◆ **Kutipan Halaman**
§ §
Translate

Tuesday 17 January 2017

KRI IRIAN, KAPAL PERANG LEGENDARIS TNI AL YANG CANGGIH PADA MASANYA.

KRI IRIAN, KAPAL PERANG TNI ANGKATAN LAUT YANG CANGGIH PADA MASANYA..

Apakah anda tahu? bahwa pada masa pasca perang kemerdekaan, ALRI (Angkatan Laut Republik Indonesia. Sekarang TNI-AL) pernah ditakuti oleh sekutu dan Angkatan Laut Kerajaan Belanda? Pada saat itu ALRI memiliki sebuah kapal perang tercanggih pada masanya, yaitu KRI Irian. Sebuah kapal buatan Uni Sovyet dengan daya tempur yang tak main-main.



TENTANG KRI IRIAN.

KRI Irian sebelumnya adalah kapal Ordzhonikidze (Object 055, diambil dari nama Menteri Industri Berat era Stalin, Grigory “Sergo” Ordzhonikidze) dari Armada Baltik AL Soviet, kemudian dibeli oleh pemerintah Indonesia tahun 1962. Saat itu KRI Irian adalah kapal terbesar di belahan bumi selatan. Setelah dibeli dari Uni Sovyet, kapal ini digunakan secara aktif untuk persiapan merebut Irian Barat.
KRI Irian adalah kapal penjelajah kelas Sverdlov dengan kode penamaan Project 68-bis. Kapal jenis ini adalah kapal penjelajah konvensional terakhir yang dibuat untuk AL Soviet, 13 kapal diselesaikan sebelum Nikita Khruschev menghentikan program ini karena kapal jenis ini dianggap kuno dengan munculnya rudal (peluru kendali). Kapal ini adalah versi pengembangan dari kapal penjelajah kelas Chapayev.
Kapal ini dibuat di Admiralty Yard, Leningrad. Peletakan lunas pertama dilakukan tanggal 9 Oktober 1949, diluncurkan tanggal 17 September 1950, dan pertama kali dioperasikan tanggal 30 Juni 1952.

KRI Irian memiliki panjang sekitar 210 meter (permukaan dek) dan 205 meter di garis bawah air. Artileri laut berupa meriam kanon kaliber 5.9 Inchi lebih dari cukup untuk merontokkan armada Hr Ms Karel Dorman. Belum lagi ditambahkan dengan persenjataan anti serangan udara berupa kanon 30 mm dan meriam udara kaliber 37 mm. Untuk mengantisipasi serangan kapal selam, KRI Irian sudah dibekali 10 buah meriam kaliber 533 mm (anti submarine gun tube).
§ §
◆ **Kumpulan Latihan**
• A. Menurut teks tentang KRI Irian, di galangan mana kapal itu dibuat?
• B. Tuliskan kembali tanpa perubahan bagian teks tentang KRI Irian di atas, dari "KRI IRIAN, KAPAL PERANG LEGENDARIS" sampai "TENTANG KRI IRIAN.".
Catatan-catatan ini diambil dari sumber yang berbeda.

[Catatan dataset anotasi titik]
§ §
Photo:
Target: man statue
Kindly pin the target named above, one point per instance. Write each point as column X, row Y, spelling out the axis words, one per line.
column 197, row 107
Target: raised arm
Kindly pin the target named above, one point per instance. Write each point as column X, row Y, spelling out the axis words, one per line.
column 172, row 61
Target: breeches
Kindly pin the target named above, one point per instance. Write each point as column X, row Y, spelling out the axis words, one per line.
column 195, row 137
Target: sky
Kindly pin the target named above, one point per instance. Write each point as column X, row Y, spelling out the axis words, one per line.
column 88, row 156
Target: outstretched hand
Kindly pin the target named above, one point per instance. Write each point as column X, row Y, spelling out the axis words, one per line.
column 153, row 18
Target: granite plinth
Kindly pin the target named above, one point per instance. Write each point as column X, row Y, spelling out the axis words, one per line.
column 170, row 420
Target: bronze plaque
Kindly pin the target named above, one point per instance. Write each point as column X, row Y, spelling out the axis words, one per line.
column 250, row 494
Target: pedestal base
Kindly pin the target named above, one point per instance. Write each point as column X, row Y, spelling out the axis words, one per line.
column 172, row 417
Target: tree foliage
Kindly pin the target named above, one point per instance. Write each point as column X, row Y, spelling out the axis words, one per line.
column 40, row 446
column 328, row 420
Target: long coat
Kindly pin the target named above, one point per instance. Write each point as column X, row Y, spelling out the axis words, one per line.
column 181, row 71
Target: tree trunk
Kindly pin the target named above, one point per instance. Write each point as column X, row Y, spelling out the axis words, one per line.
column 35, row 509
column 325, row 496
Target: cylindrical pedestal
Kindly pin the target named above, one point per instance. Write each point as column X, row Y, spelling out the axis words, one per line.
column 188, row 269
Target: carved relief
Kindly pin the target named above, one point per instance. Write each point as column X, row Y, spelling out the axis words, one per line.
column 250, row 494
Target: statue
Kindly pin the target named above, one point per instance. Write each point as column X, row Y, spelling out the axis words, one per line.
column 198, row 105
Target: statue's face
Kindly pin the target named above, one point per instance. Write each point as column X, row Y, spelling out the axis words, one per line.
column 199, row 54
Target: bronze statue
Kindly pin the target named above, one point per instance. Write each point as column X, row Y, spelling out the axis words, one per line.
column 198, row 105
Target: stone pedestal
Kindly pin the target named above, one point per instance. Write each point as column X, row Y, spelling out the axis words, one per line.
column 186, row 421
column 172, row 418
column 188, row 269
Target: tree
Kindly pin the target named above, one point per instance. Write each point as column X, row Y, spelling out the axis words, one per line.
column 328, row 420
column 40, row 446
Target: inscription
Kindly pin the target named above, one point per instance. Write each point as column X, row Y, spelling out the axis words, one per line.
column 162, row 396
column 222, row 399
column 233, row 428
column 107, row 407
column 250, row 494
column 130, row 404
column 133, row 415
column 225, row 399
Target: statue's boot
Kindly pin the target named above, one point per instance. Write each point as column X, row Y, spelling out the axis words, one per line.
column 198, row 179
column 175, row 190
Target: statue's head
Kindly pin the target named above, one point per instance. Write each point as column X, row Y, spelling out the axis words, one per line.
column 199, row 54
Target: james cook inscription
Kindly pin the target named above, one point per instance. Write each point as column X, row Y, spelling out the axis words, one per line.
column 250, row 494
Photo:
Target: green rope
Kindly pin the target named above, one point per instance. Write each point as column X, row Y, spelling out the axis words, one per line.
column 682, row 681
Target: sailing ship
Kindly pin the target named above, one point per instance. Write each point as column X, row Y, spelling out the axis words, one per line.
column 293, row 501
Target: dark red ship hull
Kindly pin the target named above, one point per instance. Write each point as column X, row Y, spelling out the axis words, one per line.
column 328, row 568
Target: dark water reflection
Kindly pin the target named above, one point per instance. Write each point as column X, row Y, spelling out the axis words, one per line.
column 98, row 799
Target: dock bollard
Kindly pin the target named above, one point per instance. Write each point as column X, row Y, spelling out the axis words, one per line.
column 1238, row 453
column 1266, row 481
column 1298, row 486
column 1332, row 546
§ §
◆ **Jawaban Latihan**
• A. Di Admiralty Yard, Leningrad.

• B.
KRI IRIAN, KAPAL PERANG LEGENDARIS TNI AL YANG CANGGIH PADA MASANYA.

KRI IRIAN, KAPAL PERANG TNI ANGKATAN LAUT YANG CANGGIH PADA MASANYA..

Apakah anda tahu? bahwa pada masa pasca perang kemerdekaan, ALRI (Angkatan Laut Republik Indonesia. Sekarang TNI-AL) pernah ditakuti oleh sekutu dan Angkatan Laut Kerajaan Belanda? Pada saat itu ALRI memiliki sebuah kapal perang tercanggih pada masanya, yaitu KRI Irian. Sebuah kapal buatan Uni Sovyet dengan daya tempur yang tak main-main.



TENTANG KRI IRIAN.